• [ARTICLE]:
##############################
# Waxstock 2017 - Winners



## Puntoboy (Jun 30, 2007)

I saw this posted on Facebook a couple of days ago but haven’t seen it posted here. Hope this is OK.

WAXSTOCK WINNERS... thanks to all our visitors, traders and crew for making 2017 an epic year. And now we'd like to thank all our competitors for taking part and congratulate the Waxstock Winners. 

These are: 
Detailing World SHOWDOWN... 
1st place, grey Mercedes A-Class 8 **X (well done Gillian and Stephen!);

2nd white Nissan Juke VA17 **Y;

3rd place, blue Mercedes SLK MY06 **G.


CSP Detailing Systems Arrive&Shine... 
Classic Car Winner, Nissan Sylvia S15 **T
Classic Car Runner-up, Escort RS Turbo E7 **T
Older Car Winner, Fiesta ST S44 **X
Older Car Runner-up, Astra VXR Nurburgring B19 **E
New Car Winner, Fiat Abarth 595 C18 **M
New Car Runner-up, Volvo XC60 S300 **O
Works Vehicle WInner, VW Caddy Y33 **Y
Works Vehicle Runner-up, VW Caddy Maxi (grey)
Best Finish Winner, VW Golf Mk5 SC54 **D
Best Finish Runner-up Mazda 3 PK58 **P
Car Club Winner, Warwickshire Modified
Car Club Runner-up, Midlands STOC


----------



## TonyH38 (Apr 7, 2013)

Thank you Puntoboy.


----------



## dholdi (Oct 1, 2008)

Nice, you left the numbers on in the photos tho


----------
##############################
• [DIRECTION 1]: Copy the passage of the Waxstock thread between "WAXSTOCK WINNERS... thanks" and "SLK MY06 **G.", inclusive.
• [DIRECTION 2]: In the Waxstock thread, which car came second in the Detailing World Showdown?
• [DIRECTION 3]: Name each award category in the CSP Detailing Systems Arrive&Shine results of the Waxstock thread.
The items are separate from the Waxstock thread.
##############################
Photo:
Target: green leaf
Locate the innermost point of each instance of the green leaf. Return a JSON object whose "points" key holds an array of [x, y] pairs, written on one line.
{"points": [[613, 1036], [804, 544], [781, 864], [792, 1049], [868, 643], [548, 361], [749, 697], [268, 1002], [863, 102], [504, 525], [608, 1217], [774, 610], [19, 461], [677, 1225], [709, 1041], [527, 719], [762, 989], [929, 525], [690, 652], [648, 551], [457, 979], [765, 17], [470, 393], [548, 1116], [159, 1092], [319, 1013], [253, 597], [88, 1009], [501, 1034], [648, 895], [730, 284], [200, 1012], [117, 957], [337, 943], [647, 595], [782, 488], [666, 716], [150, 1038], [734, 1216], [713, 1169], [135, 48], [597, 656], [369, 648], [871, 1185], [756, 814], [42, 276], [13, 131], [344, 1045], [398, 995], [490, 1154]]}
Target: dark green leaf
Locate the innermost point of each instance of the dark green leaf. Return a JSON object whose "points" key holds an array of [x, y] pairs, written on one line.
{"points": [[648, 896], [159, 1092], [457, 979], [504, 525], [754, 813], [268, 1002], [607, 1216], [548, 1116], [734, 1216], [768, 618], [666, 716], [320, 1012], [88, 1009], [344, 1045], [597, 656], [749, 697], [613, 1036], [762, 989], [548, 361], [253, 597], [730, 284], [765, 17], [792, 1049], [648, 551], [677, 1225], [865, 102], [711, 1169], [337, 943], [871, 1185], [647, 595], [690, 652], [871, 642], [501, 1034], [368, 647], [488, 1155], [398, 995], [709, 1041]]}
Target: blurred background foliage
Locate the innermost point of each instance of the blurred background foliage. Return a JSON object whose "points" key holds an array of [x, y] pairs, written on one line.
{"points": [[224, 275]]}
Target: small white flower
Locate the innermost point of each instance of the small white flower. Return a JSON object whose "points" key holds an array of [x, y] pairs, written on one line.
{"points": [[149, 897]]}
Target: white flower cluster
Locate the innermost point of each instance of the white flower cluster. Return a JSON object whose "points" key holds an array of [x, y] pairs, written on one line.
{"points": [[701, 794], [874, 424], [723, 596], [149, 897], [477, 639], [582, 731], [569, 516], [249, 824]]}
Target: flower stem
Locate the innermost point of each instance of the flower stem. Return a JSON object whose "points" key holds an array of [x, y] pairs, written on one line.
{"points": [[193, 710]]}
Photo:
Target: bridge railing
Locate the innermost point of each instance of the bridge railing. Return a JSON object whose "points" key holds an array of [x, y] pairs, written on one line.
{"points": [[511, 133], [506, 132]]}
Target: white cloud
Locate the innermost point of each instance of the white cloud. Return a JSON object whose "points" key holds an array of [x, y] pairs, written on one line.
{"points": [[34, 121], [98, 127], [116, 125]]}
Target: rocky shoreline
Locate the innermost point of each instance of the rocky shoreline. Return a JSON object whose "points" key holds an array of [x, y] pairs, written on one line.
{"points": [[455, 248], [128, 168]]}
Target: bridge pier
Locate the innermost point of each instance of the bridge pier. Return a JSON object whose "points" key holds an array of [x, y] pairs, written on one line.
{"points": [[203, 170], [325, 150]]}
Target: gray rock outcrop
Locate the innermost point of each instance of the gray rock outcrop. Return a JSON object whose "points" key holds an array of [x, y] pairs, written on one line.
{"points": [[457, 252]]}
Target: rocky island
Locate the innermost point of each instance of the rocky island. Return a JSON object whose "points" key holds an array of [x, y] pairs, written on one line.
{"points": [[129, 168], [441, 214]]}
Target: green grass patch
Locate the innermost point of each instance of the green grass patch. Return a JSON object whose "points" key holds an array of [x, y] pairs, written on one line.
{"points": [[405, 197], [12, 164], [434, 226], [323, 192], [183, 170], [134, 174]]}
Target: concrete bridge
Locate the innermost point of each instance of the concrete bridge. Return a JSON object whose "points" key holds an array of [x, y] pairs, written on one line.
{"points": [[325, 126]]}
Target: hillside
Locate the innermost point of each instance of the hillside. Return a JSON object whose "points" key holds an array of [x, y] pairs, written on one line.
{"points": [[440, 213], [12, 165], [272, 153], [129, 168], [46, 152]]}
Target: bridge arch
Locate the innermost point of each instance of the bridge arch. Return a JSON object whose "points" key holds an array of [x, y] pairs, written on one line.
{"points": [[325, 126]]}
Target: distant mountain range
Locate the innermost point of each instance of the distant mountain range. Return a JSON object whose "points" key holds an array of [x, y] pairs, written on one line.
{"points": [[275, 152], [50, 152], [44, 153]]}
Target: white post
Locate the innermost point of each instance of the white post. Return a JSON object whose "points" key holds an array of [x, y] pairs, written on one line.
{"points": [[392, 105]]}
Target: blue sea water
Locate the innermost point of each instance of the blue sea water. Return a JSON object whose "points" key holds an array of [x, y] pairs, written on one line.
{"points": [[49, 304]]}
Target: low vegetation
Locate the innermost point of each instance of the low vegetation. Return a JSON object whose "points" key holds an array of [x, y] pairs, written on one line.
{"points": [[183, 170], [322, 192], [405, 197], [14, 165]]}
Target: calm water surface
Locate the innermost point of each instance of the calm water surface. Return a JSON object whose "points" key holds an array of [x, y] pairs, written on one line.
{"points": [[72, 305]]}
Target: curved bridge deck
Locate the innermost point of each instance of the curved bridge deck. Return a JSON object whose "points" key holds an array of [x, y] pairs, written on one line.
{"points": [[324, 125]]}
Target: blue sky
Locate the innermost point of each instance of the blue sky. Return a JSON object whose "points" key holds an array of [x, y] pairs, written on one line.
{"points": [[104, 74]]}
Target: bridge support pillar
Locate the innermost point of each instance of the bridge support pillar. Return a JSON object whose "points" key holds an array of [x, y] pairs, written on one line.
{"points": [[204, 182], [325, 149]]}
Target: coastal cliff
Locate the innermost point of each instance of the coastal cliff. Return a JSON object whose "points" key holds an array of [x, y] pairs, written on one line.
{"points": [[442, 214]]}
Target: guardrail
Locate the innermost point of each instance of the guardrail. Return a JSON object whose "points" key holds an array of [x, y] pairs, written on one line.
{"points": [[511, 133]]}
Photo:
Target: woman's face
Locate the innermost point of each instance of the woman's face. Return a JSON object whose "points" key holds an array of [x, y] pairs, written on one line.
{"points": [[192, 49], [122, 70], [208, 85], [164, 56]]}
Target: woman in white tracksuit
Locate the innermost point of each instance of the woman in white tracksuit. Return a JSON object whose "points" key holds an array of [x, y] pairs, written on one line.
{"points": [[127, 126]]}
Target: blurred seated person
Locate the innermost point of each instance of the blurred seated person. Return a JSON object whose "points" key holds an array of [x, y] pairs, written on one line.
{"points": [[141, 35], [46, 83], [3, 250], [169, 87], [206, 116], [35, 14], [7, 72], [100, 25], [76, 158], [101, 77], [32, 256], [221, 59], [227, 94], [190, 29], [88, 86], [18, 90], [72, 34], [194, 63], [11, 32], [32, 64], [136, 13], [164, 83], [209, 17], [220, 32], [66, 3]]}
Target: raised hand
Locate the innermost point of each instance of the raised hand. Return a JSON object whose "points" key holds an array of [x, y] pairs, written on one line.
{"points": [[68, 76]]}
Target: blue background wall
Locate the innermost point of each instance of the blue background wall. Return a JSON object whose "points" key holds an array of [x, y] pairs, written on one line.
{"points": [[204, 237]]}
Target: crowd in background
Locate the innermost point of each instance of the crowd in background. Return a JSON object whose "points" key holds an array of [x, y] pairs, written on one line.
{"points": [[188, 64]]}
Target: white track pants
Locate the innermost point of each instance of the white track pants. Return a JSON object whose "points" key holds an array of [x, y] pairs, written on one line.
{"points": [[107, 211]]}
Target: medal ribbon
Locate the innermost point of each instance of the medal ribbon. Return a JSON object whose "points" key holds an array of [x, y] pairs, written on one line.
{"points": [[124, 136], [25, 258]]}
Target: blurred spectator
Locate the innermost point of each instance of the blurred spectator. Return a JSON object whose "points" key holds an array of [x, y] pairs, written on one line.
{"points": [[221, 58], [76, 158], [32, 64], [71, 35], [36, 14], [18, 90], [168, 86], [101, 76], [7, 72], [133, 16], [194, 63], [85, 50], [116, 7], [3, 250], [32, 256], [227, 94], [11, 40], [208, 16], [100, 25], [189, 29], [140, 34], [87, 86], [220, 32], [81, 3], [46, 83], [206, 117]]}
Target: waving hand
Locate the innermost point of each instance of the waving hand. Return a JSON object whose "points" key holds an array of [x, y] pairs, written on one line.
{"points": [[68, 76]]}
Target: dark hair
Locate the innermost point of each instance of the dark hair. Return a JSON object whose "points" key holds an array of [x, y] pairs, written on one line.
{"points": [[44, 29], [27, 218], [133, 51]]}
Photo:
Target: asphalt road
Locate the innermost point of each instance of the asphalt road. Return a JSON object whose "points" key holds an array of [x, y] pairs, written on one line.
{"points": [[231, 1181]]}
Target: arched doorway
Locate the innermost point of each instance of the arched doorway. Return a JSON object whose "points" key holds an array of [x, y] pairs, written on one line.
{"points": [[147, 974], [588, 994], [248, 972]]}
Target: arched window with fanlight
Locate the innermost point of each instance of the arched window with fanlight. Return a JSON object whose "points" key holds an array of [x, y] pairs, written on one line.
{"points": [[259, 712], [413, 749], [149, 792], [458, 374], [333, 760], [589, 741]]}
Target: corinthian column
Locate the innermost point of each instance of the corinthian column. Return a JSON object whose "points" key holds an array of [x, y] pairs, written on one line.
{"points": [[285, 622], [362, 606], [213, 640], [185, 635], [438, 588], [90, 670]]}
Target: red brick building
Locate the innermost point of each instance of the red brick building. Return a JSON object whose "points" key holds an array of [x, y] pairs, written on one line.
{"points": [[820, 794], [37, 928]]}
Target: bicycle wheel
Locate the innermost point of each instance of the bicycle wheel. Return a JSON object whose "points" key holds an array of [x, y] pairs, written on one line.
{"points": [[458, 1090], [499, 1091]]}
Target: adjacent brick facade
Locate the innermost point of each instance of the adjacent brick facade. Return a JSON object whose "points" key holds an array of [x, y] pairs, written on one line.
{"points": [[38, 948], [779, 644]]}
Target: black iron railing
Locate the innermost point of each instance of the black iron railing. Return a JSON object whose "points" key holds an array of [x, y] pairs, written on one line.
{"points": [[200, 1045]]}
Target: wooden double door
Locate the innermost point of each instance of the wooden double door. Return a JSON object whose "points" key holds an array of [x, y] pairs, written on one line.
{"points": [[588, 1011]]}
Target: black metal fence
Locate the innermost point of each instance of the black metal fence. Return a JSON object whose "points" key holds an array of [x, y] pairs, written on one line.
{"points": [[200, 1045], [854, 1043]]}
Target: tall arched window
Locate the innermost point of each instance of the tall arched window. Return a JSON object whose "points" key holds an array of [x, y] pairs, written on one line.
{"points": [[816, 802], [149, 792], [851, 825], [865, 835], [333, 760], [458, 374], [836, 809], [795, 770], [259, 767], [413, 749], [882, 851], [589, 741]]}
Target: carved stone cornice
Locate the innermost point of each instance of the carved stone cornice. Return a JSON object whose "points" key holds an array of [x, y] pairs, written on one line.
##############################
• [EXERCISE ANSWER 1]:
WAXSTOCK WINNERS... thanks to all our visitors, traders and crew for making 2017 an epic year. And now we'd like to thank all our competitors for taking part and congratulate the Waxstock Winners. 

These are: 
Detailing World SHOWDOWN... 
1st place, grey Mercedes A-Class 8 **X (well done Gillian and Stephen!);

2nd white Nissan Juke VA17 **Y;

3rd place, blue Mercedes SLK MY06 **G.

• [EXERCISE ANSWER 2]: A white Nissan Juke, VA17 **Y.

• [EXERCISE ANSWER 3]:
Classic Car
Older Car
New Car
Works Vehicle
Best Finish
Car Club